(Beginning of DATA FOR THIS EXERCISE)
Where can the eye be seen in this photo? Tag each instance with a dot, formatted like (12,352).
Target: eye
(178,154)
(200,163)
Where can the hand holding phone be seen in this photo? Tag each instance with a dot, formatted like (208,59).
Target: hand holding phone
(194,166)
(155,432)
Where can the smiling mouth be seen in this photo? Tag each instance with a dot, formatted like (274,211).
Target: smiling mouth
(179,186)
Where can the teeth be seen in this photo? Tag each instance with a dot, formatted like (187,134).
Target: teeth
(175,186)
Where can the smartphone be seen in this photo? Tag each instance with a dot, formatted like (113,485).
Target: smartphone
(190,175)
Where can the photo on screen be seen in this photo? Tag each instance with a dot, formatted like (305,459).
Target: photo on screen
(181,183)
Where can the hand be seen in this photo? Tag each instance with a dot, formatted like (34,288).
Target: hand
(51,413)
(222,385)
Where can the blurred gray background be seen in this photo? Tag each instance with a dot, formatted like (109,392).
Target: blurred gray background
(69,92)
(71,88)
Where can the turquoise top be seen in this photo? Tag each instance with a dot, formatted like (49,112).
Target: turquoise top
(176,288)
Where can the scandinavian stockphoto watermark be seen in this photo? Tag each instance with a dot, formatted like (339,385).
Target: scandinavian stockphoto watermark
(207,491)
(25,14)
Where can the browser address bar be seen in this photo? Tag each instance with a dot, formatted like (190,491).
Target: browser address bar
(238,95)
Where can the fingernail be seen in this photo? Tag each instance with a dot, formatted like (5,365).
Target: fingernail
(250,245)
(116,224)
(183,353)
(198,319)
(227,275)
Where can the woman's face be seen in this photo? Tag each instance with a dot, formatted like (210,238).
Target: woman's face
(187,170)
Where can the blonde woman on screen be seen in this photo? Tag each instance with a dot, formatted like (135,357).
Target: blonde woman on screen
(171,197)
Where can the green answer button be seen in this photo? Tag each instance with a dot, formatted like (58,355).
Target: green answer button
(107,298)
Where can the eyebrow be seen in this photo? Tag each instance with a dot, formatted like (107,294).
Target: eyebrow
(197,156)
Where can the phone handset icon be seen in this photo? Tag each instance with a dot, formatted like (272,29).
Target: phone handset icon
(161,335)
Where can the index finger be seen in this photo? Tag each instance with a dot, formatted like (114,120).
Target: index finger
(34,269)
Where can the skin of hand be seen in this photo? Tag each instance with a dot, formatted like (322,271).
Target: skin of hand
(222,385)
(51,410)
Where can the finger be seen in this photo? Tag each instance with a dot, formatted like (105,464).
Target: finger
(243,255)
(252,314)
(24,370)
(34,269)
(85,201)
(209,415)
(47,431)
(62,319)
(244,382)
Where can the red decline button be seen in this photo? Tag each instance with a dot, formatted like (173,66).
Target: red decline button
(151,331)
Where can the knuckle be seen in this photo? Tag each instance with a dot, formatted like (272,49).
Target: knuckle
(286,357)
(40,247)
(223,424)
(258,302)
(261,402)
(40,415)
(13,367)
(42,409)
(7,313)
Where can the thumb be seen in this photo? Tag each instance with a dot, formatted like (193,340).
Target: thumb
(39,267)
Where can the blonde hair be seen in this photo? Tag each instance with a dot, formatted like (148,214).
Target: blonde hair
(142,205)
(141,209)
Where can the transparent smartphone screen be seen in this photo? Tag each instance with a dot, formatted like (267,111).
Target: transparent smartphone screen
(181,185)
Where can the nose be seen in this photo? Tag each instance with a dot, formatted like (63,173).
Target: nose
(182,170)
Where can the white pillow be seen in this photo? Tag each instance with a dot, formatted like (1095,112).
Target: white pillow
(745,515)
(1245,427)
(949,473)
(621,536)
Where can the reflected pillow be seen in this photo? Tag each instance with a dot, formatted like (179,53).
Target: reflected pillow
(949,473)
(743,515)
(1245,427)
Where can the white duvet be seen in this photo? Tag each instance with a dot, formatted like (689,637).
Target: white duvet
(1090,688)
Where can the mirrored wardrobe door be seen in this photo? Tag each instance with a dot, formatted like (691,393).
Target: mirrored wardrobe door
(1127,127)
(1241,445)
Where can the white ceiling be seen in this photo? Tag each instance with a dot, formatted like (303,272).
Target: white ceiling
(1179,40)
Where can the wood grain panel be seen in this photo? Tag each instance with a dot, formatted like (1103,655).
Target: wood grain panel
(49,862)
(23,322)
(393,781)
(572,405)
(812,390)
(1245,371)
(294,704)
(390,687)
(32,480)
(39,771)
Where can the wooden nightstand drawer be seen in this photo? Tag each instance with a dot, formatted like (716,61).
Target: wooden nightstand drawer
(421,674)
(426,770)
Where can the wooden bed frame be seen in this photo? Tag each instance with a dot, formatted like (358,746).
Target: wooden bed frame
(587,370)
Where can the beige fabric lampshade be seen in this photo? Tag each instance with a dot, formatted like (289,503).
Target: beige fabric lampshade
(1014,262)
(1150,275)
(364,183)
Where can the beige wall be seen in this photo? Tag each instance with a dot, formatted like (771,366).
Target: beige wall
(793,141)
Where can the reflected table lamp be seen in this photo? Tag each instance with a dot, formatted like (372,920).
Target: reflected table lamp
(End of DATA FOR THIS EXERCISE)
WHAT THIS TASK INVOLVES -
Print each entry exactly as it appears above.

RESPONSE TO THE EXERCISE -
Where can the eye be seen in this photo? Tag each instance with a dot, formatted like (12,352).
Target: eye
(178,154)
(200,163)
Where can the hand holding phone be seen in this photo? Tag each instance with a dot, formatted like (208,59).
Target: hand holding phone
(194,166)
(155,432)
Where can the smiling mouth be seen in this photo? Tag each instance with a dot, formatted like (274,211).
Target: smiling mouth
(179,186)
Where can the teeth be seen in this photo? Tag each instance with a dot, formatted like (187,134).
Target: teeth
(175,186)
Where can the smartphone be seen in this photo? Tag each instance with a dot, formatted like (113,485).
Target: smartphone
(190,175)
Where can the photo on screen be seen in this photo? Tag each instance with a dot, formatted like (305,459).
Target: photo on screen
(181,183)
Where can the hand be seen in this photo? Tag each instance with a dot, formatted like (34,288).
Target: hand
(51,413)
(222,385)
Where can the blurred gray background be seen in this photo? Tag each instance with a dot, formatted like (109,392).
Target: blurred gray background
(69,92)
(71,88)
Where can the turquoise top be seen in this photo? Tag each instance with a dot, formatted like (49,112).
Target: turquoise top
(176,288)
Where can the scandinavian stockphoto watermark be seen in this photo? Tag each instance with a dot, formatted like (339,385).
Target: scandinavian stockphoto watermark
(207,491)
(25,14)
Where can the browser address bar be seen in this photo? Tag each instance with a dot, formatted like (190,491).
Target: browser address bar
(238,95)
Where can the fingernail be seen in this photo? Tag each instance with a dot, formatted like (5,365).
Target: fingernail
(250,245)
(116,224)
(183,353)
(198,319)
(227,275)
Where can the woman's face be seen in this photo? Tag each instance with a dot, formatted like (210,238).
Target: woman's face
(187,170)
Where can the blonde woman on screen be seen in this photo? Tag each instance with a dot, formatted like (135,357).
Target: blonde woman on screen
(171,197)
Where can the green answer button be seen in this photo? Tag each instance with a dot, formatted like (58,355).
Target: green answer button
(107,298)
Where can the eyebrow be seen in this photo? Tag each instance with a dot, formatted like (107,294).
Target: eyebrow
(197,156)
Where can the phone handset icon be seen in this photo? Tag each instance with a dot, formatted like (272,29).
Target: phone handset icon
(161,335)
Where can the index finger be seen in this photo? Tag each instance with a dot, formatted like (114,120).
Target: index finger
(34,269)
Where can the skin of hand be seen in this photo? Tag each instance with a dot, formatted like (322,271).
Target: skin of hand
(222,385)
(51,410)
Where can the finger be seen in this photo? Tag each instance with a dot, formatted like (105,464).
Target: finger
(243,255)
(252,314)
(24,370)
(34,269)
(85,201)
(209,415)
(47,431)
(62,319)
(244,382)
Where can the red decline button be seen in this photo? Tag each instance with a dot, formatted like (173,66).
Target: red decline button
(151,331)
Where can the knuckle be seen in this photo? Tag each instance with a dot, formatted like (272,49).
Target: knuckle
(286,357)
(40,247)
(223,424)
(258,302)
(261,402)
(40,415)
(13,367)
(42,409)
(7,313)
Where can the thumb be seen in this photo? Tag each instance with a dot, formatted like (193,340).
Target: thumb
(39,267)
Where can the blonde hair be seen in this photo? Tag each instance with a dot, formatted like (148,214).
Target: blonde hair
(142,205)
(141,209)
Where can the transparent smartphone screen be seen in this photo? Tag each instance with a dot, formatted like (267,111).
Target: transparent smartphone screen
(181,185)
Where can the nose be seen in this photo? Tag each instance with a dot, formatted like (63,173).
Target: nose
(182,170)
Where can the white pillow be seen in this photo? Tag each instance with a dot, formatted like (1095,112).
Target: white pillow
(745,515)
(1245,427)
(949,473)
(621,536)
Where can the reflected pillow be seen in this photo? Tag each instance with a dot, formatted like (179,53).
Target: reflected pillow
(949,473)
(743,515)
(1245,427)
Where can the white duvet be seen in this photo? Tag each instance with a dot, formatted like (689,637).
Target: white duvet
(1090,688)
Where can the mirrored wardrobe door be seen in this photo? Tag each instance with a dot, formatted like (691,393).
Target: mirrored wardrobe door
(1127,127)
(1241,445)
Where can the white ceiling be seen in this photo? Tag each instance with a dot, formatted like (303,272).
Target: white ceiling
(1179,40)
Where can the wood grain panel be seen in this photo? Tag each instance with a dot, formatted like (1103,655).
Target: wood grain panel
(49,862)
(23,322)
(393,781)
(572,405)
(812,390)
(1245,371)
(294,704)
(390,687)
(32,480)
(39,771)
Where can the wooden nightstand drawer be seen in this photo? Tag each instance with a dot, formatted like (716,61).
Target: wooden nightstand drawer
(421,674)
(426,770)
Where can the wooden bed frame be seen in this photo? Tag each instance with a dot, formatted like (358,746).
Target: wooden bed frame
(587,370)
Where can the beige fabric lampshade be seen in this photo? Tag each instance with a dot, formatted like (289,503).
Target: beige fabric lampshade
(1014,262)
(1150,275)
(364,183)
Where can the beige wall be seen in this photo? Tag each instance with a dot, formatted like (771,366).
Target: beige wall
(793,141)
Where can the reflected table lamp be seen in this photo? Tag each instance with a dot, formatted like (372,920).
Target: reflected table lamp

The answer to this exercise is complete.